Work instructions ::
**1.** Update the secondary authentication passage between "In this case, the" and "and control levels.", inclusive, replacing "devices" with "nodes".
**2.** Extend the secondary authentication passage by writing what follows its last line.

Passage shown ::

────────────────────

Secondary Authentication is necessary for opening new sessions and for transporting data. In this authentication phase, security attributes should be mapped from higher levels of abstraction to concrete security enforcement mechanisms.
In this case, the identified problems are:
  • Different heterogeneous devices can cause security problems when communicating with each other and
  • Performance and operation issues can cause devices not to use the same authentication and authorization protocols.
Our qualifiers are:
  • Access control policies with the second authentication process;
  • Communication between devices requiring mutual authentication;
  • Integrity and confidentiality ensuring authentication and authorization;
  • Lightweight versions of security mechanisms for group device authentication and authorization.
The expected outcome is the following:
  • Creation of security levels based on access mechanisms and
  • Access of security attributes, which can describe security access and control levels.

────────────────────

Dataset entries

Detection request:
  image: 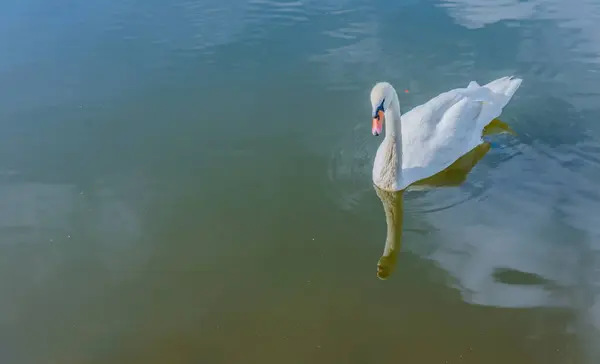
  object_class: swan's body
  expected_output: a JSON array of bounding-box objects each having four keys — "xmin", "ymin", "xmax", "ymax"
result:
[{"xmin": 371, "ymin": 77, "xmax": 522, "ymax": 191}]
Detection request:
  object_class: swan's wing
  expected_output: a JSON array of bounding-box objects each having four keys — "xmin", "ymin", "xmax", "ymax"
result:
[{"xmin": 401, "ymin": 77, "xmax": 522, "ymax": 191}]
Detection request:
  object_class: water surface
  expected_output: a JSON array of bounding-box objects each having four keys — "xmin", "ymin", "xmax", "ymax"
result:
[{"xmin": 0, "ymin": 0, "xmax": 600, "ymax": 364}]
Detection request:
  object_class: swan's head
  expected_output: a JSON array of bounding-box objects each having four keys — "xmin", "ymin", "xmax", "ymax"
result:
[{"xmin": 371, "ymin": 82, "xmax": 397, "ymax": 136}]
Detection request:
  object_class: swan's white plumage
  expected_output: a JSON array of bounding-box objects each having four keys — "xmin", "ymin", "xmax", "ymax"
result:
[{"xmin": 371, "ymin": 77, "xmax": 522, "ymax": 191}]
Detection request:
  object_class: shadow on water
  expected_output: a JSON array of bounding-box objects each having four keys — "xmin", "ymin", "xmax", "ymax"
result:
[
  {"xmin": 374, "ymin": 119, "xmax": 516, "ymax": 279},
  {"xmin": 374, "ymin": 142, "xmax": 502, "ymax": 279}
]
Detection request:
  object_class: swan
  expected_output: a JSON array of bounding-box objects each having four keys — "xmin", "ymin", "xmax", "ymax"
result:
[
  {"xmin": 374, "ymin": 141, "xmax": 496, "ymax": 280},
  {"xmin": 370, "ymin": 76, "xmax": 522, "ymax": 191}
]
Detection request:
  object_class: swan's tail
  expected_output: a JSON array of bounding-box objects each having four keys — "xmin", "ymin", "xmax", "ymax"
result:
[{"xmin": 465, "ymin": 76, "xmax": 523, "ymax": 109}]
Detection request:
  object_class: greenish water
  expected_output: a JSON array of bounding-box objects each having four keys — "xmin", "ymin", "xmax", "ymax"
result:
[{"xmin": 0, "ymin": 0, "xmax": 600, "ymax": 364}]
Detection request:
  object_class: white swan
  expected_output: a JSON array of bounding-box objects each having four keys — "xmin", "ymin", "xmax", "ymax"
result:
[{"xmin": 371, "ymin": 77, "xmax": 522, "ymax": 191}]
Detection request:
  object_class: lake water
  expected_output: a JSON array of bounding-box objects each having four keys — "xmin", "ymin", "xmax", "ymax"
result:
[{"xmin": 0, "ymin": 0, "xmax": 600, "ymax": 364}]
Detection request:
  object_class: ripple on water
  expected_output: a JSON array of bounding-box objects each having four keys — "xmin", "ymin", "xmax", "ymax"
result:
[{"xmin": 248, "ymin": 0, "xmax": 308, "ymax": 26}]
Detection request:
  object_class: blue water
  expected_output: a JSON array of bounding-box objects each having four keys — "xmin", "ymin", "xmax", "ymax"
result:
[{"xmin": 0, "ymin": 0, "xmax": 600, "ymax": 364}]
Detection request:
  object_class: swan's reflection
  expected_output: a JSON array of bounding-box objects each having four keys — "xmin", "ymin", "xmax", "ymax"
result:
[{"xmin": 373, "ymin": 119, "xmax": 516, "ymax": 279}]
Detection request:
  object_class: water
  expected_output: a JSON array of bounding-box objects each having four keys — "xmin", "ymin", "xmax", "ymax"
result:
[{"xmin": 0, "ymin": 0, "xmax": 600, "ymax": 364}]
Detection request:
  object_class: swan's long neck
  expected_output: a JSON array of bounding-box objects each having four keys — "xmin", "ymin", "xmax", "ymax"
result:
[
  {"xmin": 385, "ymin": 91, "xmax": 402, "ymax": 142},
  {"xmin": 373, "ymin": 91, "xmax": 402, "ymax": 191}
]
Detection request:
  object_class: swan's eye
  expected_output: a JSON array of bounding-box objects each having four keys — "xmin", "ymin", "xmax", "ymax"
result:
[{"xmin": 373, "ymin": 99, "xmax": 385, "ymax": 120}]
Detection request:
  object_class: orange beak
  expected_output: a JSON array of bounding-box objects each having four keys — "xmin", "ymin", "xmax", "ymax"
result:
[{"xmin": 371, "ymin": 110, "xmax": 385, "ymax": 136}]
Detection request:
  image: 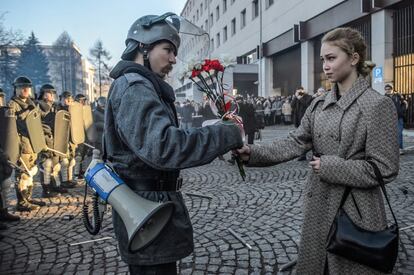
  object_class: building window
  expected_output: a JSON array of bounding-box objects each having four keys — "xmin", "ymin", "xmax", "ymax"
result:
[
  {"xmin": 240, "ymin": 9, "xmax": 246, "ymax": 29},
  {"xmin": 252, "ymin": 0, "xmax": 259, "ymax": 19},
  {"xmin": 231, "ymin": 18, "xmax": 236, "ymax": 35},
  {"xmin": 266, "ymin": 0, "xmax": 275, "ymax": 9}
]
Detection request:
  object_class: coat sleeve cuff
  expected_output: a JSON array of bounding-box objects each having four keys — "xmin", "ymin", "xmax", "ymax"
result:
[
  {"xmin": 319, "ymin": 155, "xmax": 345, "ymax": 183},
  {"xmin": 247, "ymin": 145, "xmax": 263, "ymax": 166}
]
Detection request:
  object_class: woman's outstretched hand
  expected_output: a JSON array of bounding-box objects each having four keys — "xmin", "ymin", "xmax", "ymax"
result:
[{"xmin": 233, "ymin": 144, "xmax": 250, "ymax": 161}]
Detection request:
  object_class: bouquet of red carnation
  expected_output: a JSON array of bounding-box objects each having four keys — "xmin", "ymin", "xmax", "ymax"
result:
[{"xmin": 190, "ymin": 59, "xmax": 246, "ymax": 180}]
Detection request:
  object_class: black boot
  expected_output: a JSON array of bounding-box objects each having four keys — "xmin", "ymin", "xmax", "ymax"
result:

────────────────────

Solved tasks ::
**1.**
In this case, the identified problems are:
  • Different heterogeneous nodes can cause security problems when communicating with each other and
  • Performance and operation issues can cause nodes not to use the same authentication and authorization protocols.
Our qualifiers are:
  • Access control policies with the second authentication process;
  • Communication between nodes requiring mutual authentication;
  • Integrity and confidentiality ensuring authentication and authorization;
  • Lightweight versions of security mechanisms for group device authentication and authorization.
The expected outcome is the following:
  • Creation of security levels based on access mechanisms and
  • Access of security attributes, which can describe security access and control levels.

**2.**
Service-Based Security. Introduction of Service-Based Architecture (SBA) moves from monolithic (reference point) to modular architecture. New instances of a Network Function can be deployed without impacting existing NFs. The Consumer–Producer service model makes communication among NFs feasible. API calls replace the communication request-response or subscribe–notify between Network Functions.
Service-based communication requires the following security mechanisms: (i) authentication and authorization and (ii) confidentiality, integrity and replay protection.
In Release 15 of 3GPP, direct communication without proxy between NFs was introduced with mutual authentication and transport encryption based on TLS protocol and token-based authorization based on OAuth2.0 protocol. In 5G, the NRF offers a Nnrf_AccessToken service for Oauth2 authorization [38] following the Client Credentials authorization grant [39].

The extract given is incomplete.